Only the lines from the line holding "for the fluorescent" through the final line of the entries below are to be returned, exactly as they stand.

Recorded data:

####################

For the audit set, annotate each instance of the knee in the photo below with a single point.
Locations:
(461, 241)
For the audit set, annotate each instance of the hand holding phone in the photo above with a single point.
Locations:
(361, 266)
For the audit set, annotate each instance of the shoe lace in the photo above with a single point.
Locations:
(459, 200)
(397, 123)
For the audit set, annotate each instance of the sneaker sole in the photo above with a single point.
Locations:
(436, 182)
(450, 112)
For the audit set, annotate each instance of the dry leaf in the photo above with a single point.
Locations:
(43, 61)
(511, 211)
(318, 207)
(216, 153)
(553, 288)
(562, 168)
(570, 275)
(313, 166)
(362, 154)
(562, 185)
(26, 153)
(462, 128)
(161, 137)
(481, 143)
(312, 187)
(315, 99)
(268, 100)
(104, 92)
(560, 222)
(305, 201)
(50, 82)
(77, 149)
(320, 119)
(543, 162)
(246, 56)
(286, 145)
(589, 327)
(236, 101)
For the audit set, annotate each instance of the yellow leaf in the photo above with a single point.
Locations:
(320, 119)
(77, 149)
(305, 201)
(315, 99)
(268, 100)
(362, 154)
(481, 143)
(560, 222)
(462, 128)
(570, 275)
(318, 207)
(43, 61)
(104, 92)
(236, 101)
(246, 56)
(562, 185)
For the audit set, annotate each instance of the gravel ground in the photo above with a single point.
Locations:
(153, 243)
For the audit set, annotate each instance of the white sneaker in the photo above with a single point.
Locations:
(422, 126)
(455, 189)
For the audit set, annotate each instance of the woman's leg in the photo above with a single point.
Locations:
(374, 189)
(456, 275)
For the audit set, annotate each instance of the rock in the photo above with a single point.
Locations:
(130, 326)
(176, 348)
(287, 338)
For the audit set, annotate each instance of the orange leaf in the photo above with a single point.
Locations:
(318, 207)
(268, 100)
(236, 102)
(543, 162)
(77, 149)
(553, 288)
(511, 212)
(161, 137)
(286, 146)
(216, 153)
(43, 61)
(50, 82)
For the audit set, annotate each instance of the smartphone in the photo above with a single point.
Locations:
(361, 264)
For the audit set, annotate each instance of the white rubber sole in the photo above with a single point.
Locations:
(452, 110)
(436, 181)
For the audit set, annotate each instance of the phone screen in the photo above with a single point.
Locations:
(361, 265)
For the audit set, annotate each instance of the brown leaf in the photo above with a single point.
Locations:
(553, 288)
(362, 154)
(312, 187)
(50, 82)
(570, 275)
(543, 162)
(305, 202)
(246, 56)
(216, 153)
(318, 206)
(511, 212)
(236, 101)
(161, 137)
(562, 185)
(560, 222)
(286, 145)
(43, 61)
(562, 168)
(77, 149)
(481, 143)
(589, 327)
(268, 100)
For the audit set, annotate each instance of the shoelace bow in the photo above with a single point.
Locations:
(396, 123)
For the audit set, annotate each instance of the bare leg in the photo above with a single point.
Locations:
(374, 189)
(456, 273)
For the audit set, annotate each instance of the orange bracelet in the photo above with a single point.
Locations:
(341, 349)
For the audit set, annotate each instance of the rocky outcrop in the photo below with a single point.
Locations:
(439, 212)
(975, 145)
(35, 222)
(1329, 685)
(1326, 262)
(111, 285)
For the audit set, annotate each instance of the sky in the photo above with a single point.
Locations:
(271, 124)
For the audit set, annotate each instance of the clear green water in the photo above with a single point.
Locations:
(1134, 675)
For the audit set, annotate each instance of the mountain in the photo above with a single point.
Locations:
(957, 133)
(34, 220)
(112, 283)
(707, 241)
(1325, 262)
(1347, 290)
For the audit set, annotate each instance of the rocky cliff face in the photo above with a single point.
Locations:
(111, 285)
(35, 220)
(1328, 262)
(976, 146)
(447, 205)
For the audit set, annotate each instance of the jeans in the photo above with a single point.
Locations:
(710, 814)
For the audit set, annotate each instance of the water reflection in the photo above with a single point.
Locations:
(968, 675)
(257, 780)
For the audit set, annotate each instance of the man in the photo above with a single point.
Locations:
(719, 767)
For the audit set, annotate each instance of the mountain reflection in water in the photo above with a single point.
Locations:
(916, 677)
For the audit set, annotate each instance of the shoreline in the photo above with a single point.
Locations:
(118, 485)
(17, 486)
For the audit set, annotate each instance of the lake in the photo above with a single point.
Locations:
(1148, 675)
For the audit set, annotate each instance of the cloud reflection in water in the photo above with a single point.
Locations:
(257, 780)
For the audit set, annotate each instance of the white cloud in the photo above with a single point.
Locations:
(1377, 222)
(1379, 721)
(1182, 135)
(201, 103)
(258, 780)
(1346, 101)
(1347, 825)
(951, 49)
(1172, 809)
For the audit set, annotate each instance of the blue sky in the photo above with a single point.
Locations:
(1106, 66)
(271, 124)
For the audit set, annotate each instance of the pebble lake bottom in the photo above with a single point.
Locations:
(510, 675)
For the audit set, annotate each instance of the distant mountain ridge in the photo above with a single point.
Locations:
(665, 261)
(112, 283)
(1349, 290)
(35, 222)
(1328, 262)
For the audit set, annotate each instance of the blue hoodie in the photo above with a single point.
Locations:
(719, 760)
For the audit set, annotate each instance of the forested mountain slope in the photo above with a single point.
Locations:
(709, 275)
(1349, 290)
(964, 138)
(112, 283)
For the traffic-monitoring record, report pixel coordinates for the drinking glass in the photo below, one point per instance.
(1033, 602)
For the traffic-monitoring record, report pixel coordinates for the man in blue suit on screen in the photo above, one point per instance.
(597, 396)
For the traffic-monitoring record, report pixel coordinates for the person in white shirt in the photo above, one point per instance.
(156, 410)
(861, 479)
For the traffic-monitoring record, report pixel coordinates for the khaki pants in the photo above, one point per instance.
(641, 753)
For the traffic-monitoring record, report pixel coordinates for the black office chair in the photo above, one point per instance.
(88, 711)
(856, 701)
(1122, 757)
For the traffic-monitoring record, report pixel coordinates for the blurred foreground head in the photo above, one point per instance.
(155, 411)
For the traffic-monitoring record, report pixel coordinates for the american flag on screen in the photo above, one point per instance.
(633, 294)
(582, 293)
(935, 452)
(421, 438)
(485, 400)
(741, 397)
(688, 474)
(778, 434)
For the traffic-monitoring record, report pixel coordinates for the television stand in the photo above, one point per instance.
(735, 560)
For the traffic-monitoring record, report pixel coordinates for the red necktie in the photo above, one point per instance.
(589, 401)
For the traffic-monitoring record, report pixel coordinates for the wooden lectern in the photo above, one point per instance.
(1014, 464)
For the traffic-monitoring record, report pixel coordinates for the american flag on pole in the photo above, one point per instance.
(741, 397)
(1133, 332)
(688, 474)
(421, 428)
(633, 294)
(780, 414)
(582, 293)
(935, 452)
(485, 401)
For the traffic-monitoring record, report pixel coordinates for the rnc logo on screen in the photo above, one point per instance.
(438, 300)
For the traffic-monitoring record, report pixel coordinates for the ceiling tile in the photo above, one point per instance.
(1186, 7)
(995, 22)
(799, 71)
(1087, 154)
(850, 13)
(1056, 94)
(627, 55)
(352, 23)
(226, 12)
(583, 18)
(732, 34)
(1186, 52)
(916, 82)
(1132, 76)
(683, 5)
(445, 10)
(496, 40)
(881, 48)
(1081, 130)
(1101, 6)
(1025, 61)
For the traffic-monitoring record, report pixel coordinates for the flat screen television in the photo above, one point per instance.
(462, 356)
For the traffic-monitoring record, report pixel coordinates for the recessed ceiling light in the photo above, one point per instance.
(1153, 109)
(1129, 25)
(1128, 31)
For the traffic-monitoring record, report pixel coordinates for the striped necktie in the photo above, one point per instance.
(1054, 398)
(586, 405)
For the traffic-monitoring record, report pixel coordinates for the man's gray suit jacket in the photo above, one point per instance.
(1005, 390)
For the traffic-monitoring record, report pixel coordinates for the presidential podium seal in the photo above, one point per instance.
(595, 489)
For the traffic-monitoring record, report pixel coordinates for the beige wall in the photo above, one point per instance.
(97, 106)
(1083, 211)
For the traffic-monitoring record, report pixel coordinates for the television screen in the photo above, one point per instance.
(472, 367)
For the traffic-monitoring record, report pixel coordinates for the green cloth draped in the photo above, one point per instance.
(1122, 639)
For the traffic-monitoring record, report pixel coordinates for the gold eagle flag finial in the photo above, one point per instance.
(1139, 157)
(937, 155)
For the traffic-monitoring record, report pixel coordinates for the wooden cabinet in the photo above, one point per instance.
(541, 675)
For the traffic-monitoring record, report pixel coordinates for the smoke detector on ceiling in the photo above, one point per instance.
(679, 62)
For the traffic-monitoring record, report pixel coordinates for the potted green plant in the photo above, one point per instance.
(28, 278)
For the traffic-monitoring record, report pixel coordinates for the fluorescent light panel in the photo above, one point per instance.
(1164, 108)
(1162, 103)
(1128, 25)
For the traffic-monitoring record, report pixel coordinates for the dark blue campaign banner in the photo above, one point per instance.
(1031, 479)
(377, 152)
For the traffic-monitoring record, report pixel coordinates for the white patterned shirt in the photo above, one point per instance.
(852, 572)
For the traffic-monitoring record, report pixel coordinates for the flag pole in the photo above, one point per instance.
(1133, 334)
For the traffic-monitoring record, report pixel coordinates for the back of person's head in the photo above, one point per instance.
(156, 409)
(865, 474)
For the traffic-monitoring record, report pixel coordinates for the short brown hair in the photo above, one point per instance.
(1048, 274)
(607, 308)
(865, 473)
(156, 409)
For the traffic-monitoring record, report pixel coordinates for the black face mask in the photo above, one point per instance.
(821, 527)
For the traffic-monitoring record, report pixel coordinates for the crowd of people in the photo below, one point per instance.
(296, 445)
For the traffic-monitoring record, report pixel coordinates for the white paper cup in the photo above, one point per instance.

####################

Result for this exercise:
For the traffic-monitoring record, report pixel coordinates for the fluorescent light panel in the photo above, one point per instance.
(1164, 108)
(1162, 103)
(1128, 25)
For the traffic-monitoring record, report pixel coordinates for the dark blue campaign banner in the photo above, one point per instance.
(1031, 479)
(377, 152)
For the traffic-monitoring record, report pixel coordinates for the white patterned shirt in the photo above, one point per instance.
(852, 572)
For the traffic-monitoring record, report pixel coordinates for the flag pole in the photo above, one point per instance.
(1133, 334)
For the traffic-monitoring record, report pixel coordinates for the back of person's head in the photo above, one point per instance.
(156, 409)
(865, 474)
For the traffic-monitoring record, report pixel coordinates for the short brown hair in the photo above, one point per instance.
(1048, 274)
(607, 308)
(865, 473)
(156, 409)
For the traffic-monitoring record, report pixel coordinates for the black face mask in the photo above, one point per instance.
(821, 527)
For the traffic-monitoring record, report pixel coordinates for the crowd of people in the photo below, one point per instance.
(296, 445)
For the traffic-monitoring record, report pixel coordinates for the white paper cup in the photo above, one point per instance.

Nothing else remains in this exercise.